The task: Type out the data again, word for word and in full.

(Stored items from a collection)
-- -- --

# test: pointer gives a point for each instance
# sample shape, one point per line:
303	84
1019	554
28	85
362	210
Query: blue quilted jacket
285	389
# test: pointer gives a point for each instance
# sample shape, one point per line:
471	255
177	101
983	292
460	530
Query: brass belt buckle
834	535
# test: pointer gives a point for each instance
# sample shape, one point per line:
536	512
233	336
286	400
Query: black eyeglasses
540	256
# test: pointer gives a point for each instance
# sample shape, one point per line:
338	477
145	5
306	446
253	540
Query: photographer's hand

-- -- --

Task solution:
# test: pointer gives a point for each instance
# sample shape, one point per line:
303	84
1019	554
28	85
362	210
Query: blue quilted jacket
285	389
# test: pointer gives a point for each instance
# sample shape, one point per line:
471	255
177	101
983	292
460	530
Query: brass belt buckle
834	535
# test: pointer gives a point for each instance
# sample shape, one point per line:
536	512
233	336
286	400
Query: black eyeglasses
540	256
# test: pointer gives a point for each instance
# sample shape, one point per line:
338	477
145	5
306	446
253	540
Query: photographer's hand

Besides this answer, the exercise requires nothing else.